* SOURCE TEXT *

···

Hard drinking plagued the army.

Out of some 80,000 recorded general courts-marital in the Union army, over fourteen thousand listed alcohol as an inciting agent in the alleged crime.

Drinking took the edge off of pain, depression, and guilt.

It played a vital role in the bonding rituals between comrades who desperately sought conviviality — to temporarily ameliorate collective suffering and drown out the longing for home.

But hard liquor also brought tensions, urges, manias, and vendettas into the open, leading comrades into naked, mutual animosity.30

Though drunkenness varied from regiment to regiment, wherever it happened it brought on the simultaneous possibility of profound communion and violence.

In Cole’s neck of the war, liquor lubricated the cycle of body-breaking labor, inconsequential military expeditions, and the racial tensions that magnified misery.

···

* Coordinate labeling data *
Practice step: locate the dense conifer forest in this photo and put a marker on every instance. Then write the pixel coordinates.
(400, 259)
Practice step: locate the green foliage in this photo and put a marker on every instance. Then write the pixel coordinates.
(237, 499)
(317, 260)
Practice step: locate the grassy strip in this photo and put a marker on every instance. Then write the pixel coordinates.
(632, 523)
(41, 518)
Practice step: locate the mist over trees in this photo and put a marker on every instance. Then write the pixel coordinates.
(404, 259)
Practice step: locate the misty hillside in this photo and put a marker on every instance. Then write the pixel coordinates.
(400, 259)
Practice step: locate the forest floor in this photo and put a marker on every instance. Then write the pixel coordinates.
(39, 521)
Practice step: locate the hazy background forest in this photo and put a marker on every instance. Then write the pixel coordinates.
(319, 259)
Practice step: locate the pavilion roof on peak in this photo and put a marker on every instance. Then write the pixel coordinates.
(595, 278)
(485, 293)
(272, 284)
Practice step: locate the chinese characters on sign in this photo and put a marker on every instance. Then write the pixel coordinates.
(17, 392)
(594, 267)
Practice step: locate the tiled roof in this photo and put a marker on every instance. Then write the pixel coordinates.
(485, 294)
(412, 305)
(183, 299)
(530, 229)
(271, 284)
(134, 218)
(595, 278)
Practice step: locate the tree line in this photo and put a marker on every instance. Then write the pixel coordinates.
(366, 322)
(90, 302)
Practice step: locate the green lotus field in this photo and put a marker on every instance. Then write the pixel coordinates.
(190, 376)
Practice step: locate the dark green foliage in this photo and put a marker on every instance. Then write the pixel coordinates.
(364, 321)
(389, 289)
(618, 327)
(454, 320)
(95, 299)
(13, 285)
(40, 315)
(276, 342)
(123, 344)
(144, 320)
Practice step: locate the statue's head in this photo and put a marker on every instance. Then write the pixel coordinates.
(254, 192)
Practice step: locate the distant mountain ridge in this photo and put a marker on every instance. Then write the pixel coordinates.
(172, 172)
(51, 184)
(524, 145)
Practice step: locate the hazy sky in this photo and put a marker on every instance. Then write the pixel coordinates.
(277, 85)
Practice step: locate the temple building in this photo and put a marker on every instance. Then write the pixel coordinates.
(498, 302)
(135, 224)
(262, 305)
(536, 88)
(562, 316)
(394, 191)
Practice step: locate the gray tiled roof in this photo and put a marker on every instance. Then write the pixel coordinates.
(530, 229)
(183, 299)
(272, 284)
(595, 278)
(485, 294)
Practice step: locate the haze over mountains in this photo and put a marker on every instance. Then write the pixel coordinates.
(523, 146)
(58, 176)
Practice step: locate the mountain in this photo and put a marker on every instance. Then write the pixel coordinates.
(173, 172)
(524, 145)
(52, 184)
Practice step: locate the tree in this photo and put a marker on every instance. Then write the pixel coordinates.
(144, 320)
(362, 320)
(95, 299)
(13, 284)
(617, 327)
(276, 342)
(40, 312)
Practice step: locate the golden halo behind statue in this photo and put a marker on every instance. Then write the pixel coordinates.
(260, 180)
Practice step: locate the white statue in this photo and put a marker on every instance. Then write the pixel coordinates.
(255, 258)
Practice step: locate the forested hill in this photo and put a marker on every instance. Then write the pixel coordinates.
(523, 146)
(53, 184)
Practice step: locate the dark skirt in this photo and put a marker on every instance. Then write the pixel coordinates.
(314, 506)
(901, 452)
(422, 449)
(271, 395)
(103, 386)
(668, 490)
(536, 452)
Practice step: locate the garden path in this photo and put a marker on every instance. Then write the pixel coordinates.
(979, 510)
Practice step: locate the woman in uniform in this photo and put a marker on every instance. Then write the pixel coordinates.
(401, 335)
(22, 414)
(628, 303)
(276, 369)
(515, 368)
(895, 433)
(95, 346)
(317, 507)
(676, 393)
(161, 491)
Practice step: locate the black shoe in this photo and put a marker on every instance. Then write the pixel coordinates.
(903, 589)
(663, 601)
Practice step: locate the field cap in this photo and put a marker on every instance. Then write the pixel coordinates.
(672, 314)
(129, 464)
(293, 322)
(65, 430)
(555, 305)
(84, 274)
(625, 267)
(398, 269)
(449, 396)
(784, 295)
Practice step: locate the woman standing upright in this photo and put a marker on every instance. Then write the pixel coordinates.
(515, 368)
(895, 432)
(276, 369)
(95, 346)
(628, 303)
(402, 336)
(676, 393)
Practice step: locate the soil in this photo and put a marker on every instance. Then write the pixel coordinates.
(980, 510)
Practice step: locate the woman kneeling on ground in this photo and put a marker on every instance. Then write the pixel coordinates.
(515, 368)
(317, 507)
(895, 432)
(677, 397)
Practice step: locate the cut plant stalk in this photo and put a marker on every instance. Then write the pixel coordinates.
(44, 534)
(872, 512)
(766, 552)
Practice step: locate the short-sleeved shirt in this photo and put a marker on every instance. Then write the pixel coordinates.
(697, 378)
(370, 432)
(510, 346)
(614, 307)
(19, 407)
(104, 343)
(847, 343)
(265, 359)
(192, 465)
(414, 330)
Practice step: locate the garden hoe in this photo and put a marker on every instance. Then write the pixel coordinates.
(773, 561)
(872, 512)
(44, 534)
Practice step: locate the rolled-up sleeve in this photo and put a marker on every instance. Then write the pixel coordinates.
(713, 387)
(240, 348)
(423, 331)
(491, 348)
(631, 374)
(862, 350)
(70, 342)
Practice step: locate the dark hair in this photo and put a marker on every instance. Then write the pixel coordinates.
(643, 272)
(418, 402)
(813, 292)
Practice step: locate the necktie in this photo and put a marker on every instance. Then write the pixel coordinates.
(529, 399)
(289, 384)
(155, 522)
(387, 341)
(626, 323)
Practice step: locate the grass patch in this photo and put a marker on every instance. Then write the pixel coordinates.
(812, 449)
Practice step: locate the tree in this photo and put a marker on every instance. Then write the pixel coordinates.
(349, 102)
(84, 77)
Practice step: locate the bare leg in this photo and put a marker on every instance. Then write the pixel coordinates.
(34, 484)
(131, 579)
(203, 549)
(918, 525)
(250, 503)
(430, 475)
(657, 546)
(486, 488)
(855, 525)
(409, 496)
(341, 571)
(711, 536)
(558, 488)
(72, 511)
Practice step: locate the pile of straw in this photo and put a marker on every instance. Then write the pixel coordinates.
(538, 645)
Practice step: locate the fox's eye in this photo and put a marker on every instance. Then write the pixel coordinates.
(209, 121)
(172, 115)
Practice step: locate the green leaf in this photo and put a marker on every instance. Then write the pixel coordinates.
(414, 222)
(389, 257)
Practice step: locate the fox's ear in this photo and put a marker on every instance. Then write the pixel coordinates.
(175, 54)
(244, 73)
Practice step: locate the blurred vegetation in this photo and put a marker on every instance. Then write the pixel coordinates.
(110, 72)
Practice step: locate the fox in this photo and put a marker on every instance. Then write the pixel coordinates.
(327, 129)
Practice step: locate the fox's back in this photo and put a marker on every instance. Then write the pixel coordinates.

···

* SET PROBLEM 1 *
Restate the passage on drinking in the Union army starting at "Hard drinking plagued" and ending at "communion and violence.", with "comrades" switched to "soldiers".
* SET PROBLEM 2 *
Sum up the passage on drinking in the Union army in two sentences.

* EXERCISE SOLUTION 1 *
Hard drinking plagued the army.

Out of some 80,000 recorded general courts-marital in the Union army, over fourteen thousand listed alcohol as an inciting agent in the alleged crime.

Drinking took the edge off of pain, depression, and guilt.

It played a vital role in the bonding rituals between soldiers who desperately sought conviviality — to temporarily ameliorate collective suffering and drown out the longing for home.

But hard liquor also brought tensions, urges, manias, and vendettas into the open, leading soldiers into naked, mutual animosity.30

Though drunkenness varied from regiment to regiment, wherever it happened it brought on the simultaneous possibility of profound communion and violence.

* EXERCISE SOLUTION 2 *
Hard drinking plagued the Union army, where over fourteen thousand of some 80,000 recorded trials listed alcohol as an inciting agent in the alleged crime. Drinking eased pain and helped comrades bond, but it also brought animosity into the open, so wherever drunkenness happened it raised the possibility of both communion and violence.